-- THE EXERCISE --
Lay out the material below as a Markdown table with a Row column for the row number and a Line column for each line, skipping blank lines. Leave the pictures out of your answer.

-- MATERIAL FOR THE TASK --
'''

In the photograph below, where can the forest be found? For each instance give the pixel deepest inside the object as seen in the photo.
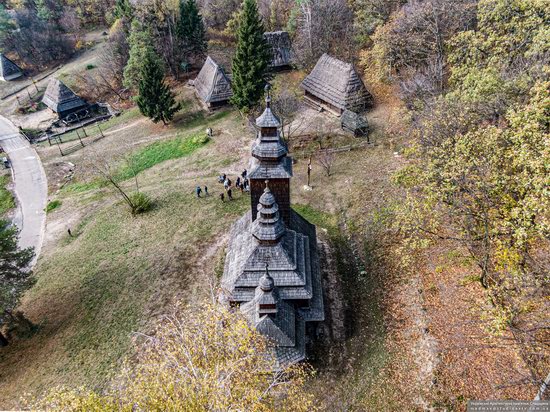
(460, 116)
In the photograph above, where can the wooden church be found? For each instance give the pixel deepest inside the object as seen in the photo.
(272, 268)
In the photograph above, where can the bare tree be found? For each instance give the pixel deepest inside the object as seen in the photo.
(326, 160)
(109, 171)
(323, 26)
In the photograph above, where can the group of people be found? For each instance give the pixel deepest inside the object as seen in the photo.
(241, 183)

'''

-- SOLVED PROBLEM --
| Row | Line |
|---|---|
| 1 | In the photograph below, where can the forest be found? For each instance give the pixel deepest inside the object as seen in the photo. |
| 2 | (460, 116) |
| 3 | In the photograph above, where can the wooden church be found? For each instance give the pixel deepest inside the object as seen in the photo. |
| 4 | (272, 268) |
| 5 | In the photograph above, where can the bare tree be found? For each instance give the pixel deepest inside the object as seen in the photo. |
| 6 | (326, 160) |
| 7 | (109, 171) |
| 8 | (323, 26) |
| 9 | In the photograph above, where can the group of people be found? For each instance give the pixel deepest inside the object as seen in the photo. |
| 10 | (241, 183) |